What is needed: Your answer should be only the lines below from the one with "Target: green vegetation" to the one with "point like [385,326].", repeated exactly, ends included.

═════ Study material ═════

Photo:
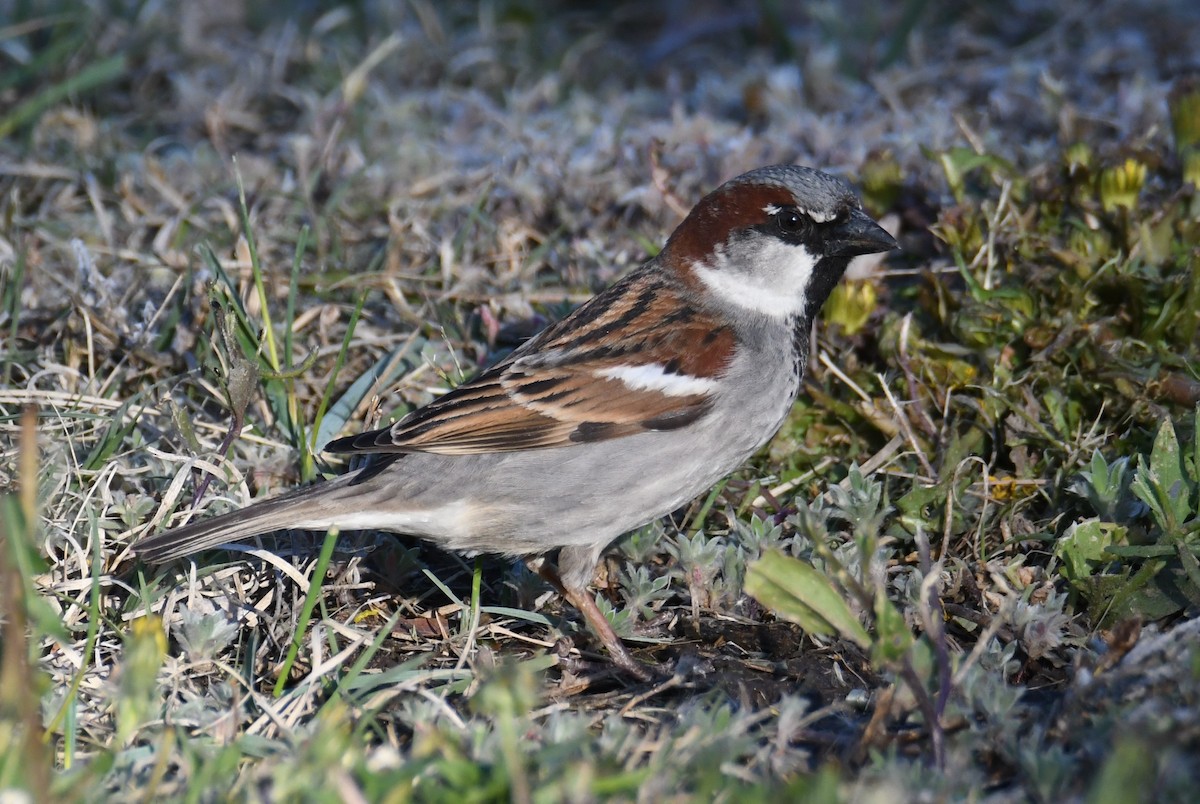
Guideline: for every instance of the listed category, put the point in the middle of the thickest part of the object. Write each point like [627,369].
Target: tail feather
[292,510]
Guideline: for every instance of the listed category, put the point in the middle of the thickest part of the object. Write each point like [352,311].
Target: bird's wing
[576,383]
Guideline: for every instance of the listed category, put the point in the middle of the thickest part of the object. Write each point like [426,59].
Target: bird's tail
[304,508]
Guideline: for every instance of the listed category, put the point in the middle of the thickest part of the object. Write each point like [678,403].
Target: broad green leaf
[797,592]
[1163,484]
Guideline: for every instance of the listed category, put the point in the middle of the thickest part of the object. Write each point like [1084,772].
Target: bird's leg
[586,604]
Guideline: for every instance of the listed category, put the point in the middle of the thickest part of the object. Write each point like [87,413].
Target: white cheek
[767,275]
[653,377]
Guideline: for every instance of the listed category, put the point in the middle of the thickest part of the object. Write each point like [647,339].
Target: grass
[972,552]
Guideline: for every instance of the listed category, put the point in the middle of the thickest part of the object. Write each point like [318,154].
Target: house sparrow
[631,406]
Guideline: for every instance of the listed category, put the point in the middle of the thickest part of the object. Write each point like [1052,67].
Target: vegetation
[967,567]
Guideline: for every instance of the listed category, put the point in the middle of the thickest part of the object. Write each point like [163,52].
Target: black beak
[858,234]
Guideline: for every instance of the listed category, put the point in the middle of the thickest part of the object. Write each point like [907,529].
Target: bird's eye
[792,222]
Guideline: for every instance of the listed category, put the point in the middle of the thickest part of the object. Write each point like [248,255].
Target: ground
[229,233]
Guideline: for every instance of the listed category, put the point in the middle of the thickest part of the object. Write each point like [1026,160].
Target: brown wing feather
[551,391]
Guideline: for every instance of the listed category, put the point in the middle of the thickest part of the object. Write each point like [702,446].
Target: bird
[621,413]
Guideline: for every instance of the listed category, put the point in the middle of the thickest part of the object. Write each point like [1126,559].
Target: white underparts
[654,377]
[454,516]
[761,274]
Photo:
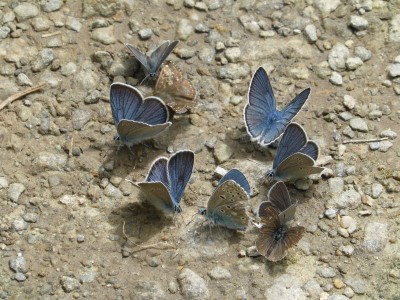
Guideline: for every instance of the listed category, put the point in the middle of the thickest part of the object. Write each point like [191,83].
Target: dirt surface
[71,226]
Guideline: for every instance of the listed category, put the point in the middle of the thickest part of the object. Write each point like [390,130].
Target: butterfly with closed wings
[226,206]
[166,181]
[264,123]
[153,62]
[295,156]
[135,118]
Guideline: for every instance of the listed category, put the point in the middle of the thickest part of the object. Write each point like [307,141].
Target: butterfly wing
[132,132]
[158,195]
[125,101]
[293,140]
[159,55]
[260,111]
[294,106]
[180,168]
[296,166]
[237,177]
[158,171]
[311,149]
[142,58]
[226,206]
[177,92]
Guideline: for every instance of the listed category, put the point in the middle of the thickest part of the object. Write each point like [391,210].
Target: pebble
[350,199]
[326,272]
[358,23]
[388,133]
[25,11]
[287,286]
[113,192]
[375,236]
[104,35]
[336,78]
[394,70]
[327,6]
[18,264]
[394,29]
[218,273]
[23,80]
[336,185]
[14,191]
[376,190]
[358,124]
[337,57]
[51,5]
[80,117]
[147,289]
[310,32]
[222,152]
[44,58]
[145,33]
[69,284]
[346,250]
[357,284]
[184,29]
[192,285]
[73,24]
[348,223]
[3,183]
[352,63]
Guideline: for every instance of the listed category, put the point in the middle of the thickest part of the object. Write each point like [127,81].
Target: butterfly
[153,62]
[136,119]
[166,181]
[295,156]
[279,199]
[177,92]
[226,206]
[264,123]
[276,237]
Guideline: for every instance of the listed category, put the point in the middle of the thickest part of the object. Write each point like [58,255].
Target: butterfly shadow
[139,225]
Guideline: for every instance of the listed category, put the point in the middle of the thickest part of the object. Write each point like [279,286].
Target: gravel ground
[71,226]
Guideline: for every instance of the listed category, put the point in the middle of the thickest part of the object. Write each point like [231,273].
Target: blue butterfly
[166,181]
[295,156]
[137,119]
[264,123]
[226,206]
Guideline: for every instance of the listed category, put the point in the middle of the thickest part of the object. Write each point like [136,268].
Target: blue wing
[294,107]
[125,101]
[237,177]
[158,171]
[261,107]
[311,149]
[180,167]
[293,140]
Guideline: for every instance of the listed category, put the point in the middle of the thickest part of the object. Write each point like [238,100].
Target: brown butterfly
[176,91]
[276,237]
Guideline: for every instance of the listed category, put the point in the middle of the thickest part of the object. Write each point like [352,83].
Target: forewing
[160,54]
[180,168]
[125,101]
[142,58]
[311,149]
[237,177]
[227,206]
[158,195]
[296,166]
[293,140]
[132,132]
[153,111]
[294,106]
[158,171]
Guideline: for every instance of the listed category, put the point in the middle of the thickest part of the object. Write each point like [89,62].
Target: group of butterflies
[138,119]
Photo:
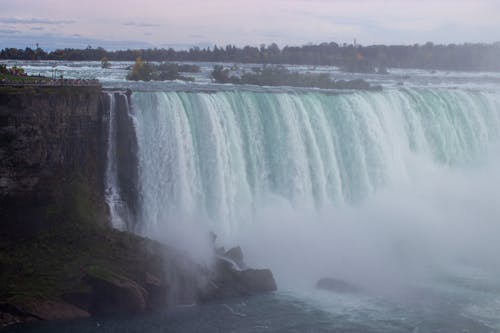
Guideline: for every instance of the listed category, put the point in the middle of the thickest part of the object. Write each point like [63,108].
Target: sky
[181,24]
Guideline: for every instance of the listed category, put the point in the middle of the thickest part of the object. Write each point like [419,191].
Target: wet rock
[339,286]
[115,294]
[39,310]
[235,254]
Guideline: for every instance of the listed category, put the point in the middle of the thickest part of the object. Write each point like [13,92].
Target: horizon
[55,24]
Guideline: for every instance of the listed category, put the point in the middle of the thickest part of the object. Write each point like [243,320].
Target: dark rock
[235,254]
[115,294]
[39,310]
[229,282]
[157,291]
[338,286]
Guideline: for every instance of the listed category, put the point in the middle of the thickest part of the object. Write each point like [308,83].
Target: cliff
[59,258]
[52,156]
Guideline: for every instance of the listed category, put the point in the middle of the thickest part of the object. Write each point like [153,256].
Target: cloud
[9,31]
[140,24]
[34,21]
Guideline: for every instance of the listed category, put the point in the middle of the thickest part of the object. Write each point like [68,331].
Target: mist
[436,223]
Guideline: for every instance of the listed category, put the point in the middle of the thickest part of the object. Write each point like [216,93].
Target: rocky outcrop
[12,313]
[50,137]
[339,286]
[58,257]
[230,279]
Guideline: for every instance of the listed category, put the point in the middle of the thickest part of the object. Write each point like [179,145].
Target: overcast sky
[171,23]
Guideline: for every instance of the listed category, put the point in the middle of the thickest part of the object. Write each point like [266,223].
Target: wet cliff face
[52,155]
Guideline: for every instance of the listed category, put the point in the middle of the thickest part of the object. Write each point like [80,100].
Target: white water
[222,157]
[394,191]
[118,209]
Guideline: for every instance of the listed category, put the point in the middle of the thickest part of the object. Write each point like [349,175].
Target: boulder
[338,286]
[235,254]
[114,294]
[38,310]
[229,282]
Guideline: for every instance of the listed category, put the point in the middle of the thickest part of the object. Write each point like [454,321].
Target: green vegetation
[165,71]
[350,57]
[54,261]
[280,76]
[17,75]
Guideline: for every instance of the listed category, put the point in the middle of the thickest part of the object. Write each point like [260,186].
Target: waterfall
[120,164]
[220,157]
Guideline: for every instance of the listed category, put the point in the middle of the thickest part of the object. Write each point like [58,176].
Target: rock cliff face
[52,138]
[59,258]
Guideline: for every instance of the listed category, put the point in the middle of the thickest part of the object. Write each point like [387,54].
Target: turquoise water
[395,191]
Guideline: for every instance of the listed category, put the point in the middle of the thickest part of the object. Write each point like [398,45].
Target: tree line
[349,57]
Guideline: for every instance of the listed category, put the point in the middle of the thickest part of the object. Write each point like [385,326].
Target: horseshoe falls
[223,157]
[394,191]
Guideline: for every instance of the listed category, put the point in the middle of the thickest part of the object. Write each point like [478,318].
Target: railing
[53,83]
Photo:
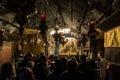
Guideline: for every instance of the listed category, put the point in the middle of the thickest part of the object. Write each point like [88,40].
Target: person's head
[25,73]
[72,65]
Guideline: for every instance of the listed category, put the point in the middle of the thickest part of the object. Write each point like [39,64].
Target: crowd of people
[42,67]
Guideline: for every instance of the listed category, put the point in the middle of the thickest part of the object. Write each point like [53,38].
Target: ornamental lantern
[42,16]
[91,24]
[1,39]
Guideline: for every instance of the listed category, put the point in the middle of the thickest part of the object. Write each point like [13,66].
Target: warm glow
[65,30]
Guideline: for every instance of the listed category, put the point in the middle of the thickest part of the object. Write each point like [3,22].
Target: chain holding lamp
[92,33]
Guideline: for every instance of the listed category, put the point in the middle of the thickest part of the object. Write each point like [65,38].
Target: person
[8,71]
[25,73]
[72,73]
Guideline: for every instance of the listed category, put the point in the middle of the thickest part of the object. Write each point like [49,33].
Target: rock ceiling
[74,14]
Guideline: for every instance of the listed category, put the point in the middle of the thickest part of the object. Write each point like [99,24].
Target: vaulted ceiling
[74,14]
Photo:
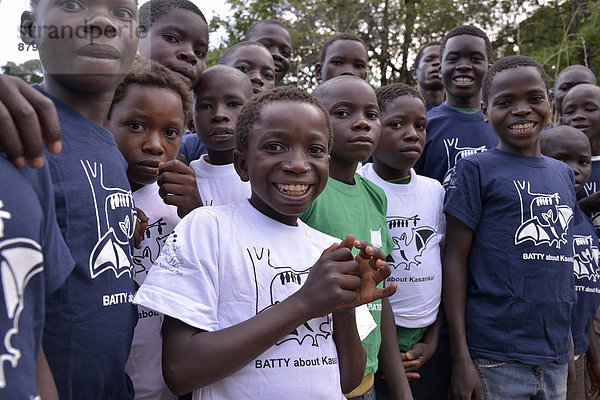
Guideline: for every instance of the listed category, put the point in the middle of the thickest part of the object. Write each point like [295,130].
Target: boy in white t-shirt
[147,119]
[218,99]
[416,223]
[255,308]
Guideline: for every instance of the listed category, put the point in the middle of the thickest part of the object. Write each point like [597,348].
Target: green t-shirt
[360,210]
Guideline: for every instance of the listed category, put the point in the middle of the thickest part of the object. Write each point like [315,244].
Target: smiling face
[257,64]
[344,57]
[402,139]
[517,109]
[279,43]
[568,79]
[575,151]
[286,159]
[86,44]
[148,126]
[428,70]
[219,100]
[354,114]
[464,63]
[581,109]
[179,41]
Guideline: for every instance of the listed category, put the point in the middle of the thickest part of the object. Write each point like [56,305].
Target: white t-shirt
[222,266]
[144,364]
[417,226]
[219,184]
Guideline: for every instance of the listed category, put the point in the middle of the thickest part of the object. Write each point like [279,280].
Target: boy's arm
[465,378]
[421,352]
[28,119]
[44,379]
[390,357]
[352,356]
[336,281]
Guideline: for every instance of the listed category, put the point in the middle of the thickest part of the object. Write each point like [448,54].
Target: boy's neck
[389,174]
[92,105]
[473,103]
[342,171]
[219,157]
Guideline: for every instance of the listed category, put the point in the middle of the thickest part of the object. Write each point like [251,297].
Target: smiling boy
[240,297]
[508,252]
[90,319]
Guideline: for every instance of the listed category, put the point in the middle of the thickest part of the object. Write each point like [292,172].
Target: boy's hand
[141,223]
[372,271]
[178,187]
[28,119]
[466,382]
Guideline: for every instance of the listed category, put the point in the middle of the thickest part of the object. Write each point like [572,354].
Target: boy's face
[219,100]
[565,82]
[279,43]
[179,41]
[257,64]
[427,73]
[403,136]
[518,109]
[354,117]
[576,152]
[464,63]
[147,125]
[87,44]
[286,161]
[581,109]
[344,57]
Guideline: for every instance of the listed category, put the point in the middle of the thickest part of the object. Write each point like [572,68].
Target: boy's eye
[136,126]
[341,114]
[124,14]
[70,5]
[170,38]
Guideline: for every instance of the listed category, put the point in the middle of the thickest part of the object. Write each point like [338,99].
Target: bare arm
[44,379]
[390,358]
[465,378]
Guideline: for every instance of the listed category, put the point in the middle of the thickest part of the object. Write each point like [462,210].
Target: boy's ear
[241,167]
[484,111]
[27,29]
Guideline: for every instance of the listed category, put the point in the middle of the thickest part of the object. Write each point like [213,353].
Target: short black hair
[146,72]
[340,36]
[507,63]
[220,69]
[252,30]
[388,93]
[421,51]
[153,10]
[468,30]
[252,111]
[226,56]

═════

Answer box:
Target: green vegetation
[165,71]
[350,57]
[54,261]
[280,76]
[17,75]
Guideline: for every instance of the listed category, put the point in the middle of the thickest part of the object. Write each point like [260,186].
Target: waterfall
[120,164]
[220,157]
Guideline: for every instance of the listed category, put the point in the middle of the thickest part of the object. Write each point like [58,176].
Target: rock cliff face
[52,138]
[59,258]
Guideline: for every instance of the listed category, put the point in the middle of the thickest part of the object. Write each point like [387,54].
Target: turquoise water
[395,191]
Guideline: for every instance of the listed category, put the point in the middle of the thickest part of the object. Write each point like [398,45].
Target: tree line
[349,57]
Guideline: for every instance of the listed category, put the point in the middle of the thickest part of the object. Write each point like [385,326].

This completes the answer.